Source material -

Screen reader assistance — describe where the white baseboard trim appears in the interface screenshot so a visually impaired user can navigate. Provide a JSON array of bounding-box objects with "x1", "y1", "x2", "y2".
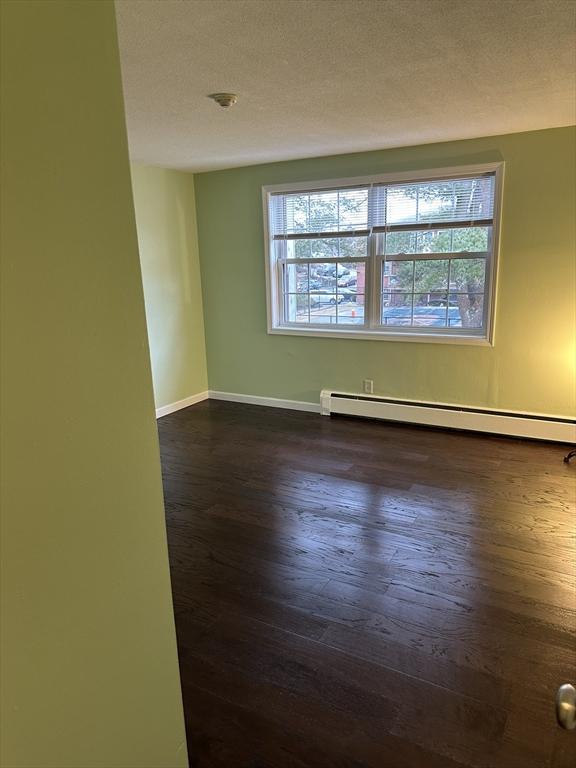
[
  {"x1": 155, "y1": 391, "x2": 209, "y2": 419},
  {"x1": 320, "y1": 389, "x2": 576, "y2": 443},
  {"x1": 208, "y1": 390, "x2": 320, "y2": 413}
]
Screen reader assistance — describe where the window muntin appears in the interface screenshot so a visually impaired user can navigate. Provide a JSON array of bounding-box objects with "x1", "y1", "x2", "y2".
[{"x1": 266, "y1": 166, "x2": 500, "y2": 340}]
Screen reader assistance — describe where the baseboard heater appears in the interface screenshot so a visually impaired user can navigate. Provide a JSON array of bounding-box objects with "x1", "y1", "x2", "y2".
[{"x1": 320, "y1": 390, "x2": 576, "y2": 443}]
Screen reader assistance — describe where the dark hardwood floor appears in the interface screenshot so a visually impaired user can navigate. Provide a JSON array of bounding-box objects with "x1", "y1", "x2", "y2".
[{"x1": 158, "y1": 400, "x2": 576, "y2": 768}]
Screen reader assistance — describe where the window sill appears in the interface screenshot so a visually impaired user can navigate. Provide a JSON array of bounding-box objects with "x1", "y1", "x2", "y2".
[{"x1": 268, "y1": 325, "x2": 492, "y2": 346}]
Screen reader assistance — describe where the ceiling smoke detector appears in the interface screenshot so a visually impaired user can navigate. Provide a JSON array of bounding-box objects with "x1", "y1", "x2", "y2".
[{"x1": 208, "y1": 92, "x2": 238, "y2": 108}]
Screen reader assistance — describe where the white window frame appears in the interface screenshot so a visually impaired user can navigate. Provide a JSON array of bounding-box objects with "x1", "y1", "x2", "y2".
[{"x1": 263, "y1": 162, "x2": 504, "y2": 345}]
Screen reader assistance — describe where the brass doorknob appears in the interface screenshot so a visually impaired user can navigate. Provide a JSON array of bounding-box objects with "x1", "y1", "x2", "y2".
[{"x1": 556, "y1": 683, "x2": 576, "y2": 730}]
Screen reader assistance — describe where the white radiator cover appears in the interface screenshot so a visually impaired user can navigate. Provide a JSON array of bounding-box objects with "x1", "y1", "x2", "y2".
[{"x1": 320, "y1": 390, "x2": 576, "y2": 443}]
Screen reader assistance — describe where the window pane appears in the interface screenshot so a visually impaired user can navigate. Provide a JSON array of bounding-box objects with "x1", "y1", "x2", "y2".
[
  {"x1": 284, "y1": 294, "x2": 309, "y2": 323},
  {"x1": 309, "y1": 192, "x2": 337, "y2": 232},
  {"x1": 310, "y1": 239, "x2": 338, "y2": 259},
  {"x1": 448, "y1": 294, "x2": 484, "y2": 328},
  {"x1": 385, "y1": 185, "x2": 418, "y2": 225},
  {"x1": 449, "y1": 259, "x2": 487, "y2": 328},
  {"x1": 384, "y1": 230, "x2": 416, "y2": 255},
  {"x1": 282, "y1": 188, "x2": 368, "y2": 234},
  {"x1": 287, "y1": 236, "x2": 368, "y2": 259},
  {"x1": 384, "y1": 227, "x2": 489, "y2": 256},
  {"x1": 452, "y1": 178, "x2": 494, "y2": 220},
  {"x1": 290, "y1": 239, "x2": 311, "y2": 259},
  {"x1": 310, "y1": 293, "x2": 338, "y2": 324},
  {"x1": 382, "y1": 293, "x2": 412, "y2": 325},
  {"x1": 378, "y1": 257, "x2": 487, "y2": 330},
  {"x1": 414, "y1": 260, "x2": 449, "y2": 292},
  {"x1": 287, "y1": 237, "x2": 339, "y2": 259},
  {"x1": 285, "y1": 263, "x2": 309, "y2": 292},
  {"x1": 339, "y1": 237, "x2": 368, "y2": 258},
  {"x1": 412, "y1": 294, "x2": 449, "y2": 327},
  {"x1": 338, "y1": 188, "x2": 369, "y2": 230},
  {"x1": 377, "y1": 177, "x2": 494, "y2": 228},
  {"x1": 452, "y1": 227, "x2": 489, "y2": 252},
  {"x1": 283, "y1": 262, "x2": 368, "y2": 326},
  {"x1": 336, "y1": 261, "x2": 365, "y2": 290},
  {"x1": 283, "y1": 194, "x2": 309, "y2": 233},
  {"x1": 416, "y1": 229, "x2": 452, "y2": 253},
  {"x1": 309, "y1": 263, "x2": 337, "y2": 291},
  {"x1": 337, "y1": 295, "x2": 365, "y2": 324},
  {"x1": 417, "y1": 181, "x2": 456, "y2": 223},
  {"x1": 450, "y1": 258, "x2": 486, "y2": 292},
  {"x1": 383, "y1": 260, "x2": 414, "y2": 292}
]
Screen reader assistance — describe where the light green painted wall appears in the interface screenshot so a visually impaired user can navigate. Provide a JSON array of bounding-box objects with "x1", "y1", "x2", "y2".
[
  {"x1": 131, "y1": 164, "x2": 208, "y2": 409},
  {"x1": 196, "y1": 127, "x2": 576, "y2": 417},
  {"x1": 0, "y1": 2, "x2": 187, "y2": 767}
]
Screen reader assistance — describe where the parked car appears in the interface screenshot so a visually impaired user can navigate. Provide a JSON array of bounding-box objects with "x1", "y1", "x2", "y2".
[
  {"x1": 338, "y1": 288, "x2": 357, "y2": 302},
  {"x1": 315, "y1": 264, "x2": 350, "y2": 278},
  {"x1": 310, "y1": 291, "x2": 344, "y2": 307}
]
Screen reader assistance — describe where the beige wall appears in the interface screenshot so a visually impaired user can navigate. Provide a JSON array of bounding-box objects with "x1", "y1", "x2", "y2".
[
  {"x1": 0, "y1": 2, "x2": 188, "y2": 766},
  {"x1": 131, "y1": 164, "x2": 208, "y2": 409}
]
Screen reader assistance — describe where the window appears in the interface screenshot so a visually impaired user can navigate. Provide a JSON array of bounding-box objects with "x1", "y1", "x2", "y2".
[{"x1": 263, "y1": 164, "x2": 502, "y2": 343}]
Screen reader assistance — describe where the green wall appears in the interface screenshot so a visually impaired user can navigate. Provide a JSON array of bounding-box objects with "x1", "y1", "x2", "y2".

What you are asked to do - Write out the records above exactly as they appear, leaving out any pictures.

Task response -
Screen reader assistance — describe where the white baseboard trim appears in the interface screenshot so a visually impaired user can navigate. Provide a JSON array of bounding-box objects with "x1", "y1", "x2", "y2".
[
  {"x1": 155, "y1": 391, "x2": 209, "y2": 419},
  {"x1": 320, "y1": 389, "x2": 576, "y2": 443},
  {"x1": 208, "y1": 390, "x2": 320, "y2": 413}
]
Screen reader assistance — describe where the window muntin appears in the interface screenshot so a visually impaired user can navigate. Provide a JSON array of bounding-box objects with "x1", "y1", "x2", "y2".
[{"x1": 266, "y1": 166, "x2": 500, "y2": 340}]
Screen reader assistance — describe where the baseboard heater appears in the interface screenshot so a visually impaired user can navigate. Provide a JSON array of bounding-box objects with "x1", "y1", "x2", "y2".
[{"x1": 320, "y1": 390, "x2": 576, "y2": 443}]
Screen reader assistance — describe where the dark hardwood floor appears in the interface screenshot so a visually impaired user can navigate. Provide a JSON array of bounding-box objects with "x1", "y1", "x2", "y2".
[{"x1": 158, "y1": 400, "x2": 576, "y2": 768}]
Screen reader assistance — describe where the window sill appears in the interface screenshot so a visually impaired user can navigate. Provide a JSON array of bounding-box objects with "x1", "y1", "x2", "y2".
[{"x1": 268, "y1": 325, "x2": 492, "y2": 346}]
Screen reader assistance — describe where the ceiling smoke detector appears in the interface screenshot so a visually impaired user can navigate. Provide a JSON array of bounding-box objects with "x1", "y1", "x2", "y2".
[{"x1": 208, "y1": 92, "x2": 238, "y2": 108}]
Screen reader assistance — describe where the white window frame appears in the interface screenshot so a visually impaired user can navigate. Provide a JSON array of bounding-box objects with "x1", "y1", "x2", "y2".
[{"x1": 263, "y1": 162, "x2": 504, "y2": 345}]
Screen reader assistance — describe where the brass doorknob appears in the interface screenshot so a visually impaired user can navigate. Provide a JSON array of bounding-box objects with "x1", "y1", "x2", "y2".
[{"x1": 556, "y1": 683, "x2": 576, "y2": 730}]
Screen reader assistance — describe where the white radiator cover appears in the interface screenshot so a visually impaired user can navigate. Provide a JSON array of bounding-box objects with "x1", "y1", "x2", "y2".
[{"x1": 320, "y1": 390, "x2": 576, "y2": 443}]
Screen reader assistance — describe where the window pane appears in the interface screenshot so a visually impaired user can navigate. Provide a JSON array of bounding-box objects with "x1", "y1", "x2", "y2".
[
  {"x1": 284, "y1": 294, "x2": 309, "y2": 323},
  {"x1": 309, "y1": 192, "x2": 337, "y2": 232},
  {"x1": 310, "y1": 239, "x2": 338, "y2": 259},
  {"x1": 448, "y1": 294, "x2": 484, "y2": 328},
  {"x1": 385, "y1": 185, "x2": 418, "y2": 225},
  {"x1": 449, "y1": 259, "x2": 487, "y2": 328},
  {"x1": 384, "y1": 230, "x2": 416, "y2": 255},
  {"x1": 282, "y1": 188, "x2": 368, "y2": 234},
  {"x1": 287, "y1": 236, "x2": 368, "y2": 259},
  {"x1": 384, "y1": 227, "x2": 489, "y2": 256},
  {"x1": 452, "y1": 178, "x2": 494, "y2": 220},
  {"x1": 290, "y1": 239, "x2": 311, "y2": 259},
  {"x1": 310, "y1": 293, "x2": 338, "y2": 324},
  {"x1": 382, "y1": 293, "x2": 412, "y2": 325},
  {"x1": 378, "y1": 257, "x2": 487, "y2": 330},
  {"x1": 414, "y1": 260, "x2": 449, "y2": 292},
  {"x1": 287, "y1": 237, "x2": 339, "y2": 259},
  {"x1": 285, "y1": 263, "x2": 309, "y2": 292},
  {"x1": 339, "y1": 237, "x2": 368, "y2": 258},
  {"x1": 412, "y1": 294, "x2": 449, "y2": 327},
  {"x1": 338, "y1": 188, "x2": 369, "y2": 230},
  {"x1": 377, "y1": 177, "x2": 494, "y2": 228},
  {"x1": 452, "y1": 227, "x2": 489, "y2": 252},
  {"x1": 283, "y1": 262, "x2": 368, "y2": 326},
  {"x1": 336, "y1": 261, "x2": 365, "y2": 290},
  {"x1": 283, "y1": 194, "x2": 309, "y2": 233},
  {"x1": 416, "y1": 229, "x2": 452, "y2": 253},
  {"x1": 309, "y1": 263, "x2": 337, "y2": 291},
  {"x1": 337, "y1": 295, "x2": 365, "y2": 324},
  {"x1": 417, "y1": 181, "x2": 456, "y2": 223},
  {"x1": 450, "y1": 258, "x2": 486, "y2": 292},
  {"x1": 383, "y1": 260, "x2": 414, "y2": 292}
]
Screen reader assistance — describe where the light green painted wall appears in the interface screenshot so a visually impaired user can navigate. Provide a JSON array of bounding-box objects with "x1", "y1", "x2", "y2".
[
  {"x1": 131, "y1": 164, "x2": 208, "y2": 409},
  {"x1": 196, "y1": 127, "x2": 576, "y2": 417},
  {"x1": 0, "y1": 2, "x2": 187, "y2": 767}
]
Screen reader assistance — describe where the parked car appears in the interface screenshot so a visually impaired user can navigate. Provide a JSON array of bounding-box objects with "x1", "y1", "x2", "y2".
[
  {"x1": 338, "y1": 288, "x2": 357, "y2": 302},
  {"x1": 315, "y1": 264, "x2": 350, "y2": 278},
  {"x1": 310, "y1": 291, "x2": 344, "y2": 307}
]
Screen reader assistance — describe where the beige wall appears in the interface screenshot so a visually impaired user can navigate. Provide a JSON array of bounding-box objects with "x1", "y1", "x2", "y2".
[
  {"x1": 0, "y1": 2, "x2": 188, "y2": 766},
  {"x1": 131, "y1": 164, "x2": 208, "y2": 409}
]
Screen reader assistance — describe where the window appears in the interface screenshot so a visually impaired user can navigate. Provide a JSON array of bounding-box objects with "x1", "y1", "x2", "y2".
[{"x1": 263, "y1": 164, "x2": 502, "y2": 343}]
Screen reader assistance — describe where the green wall appears in the interface screenshot so a visually impaired user can navigate. Provide a JSON array of bounding-box objects with "x1", "y1", "x2", "y2".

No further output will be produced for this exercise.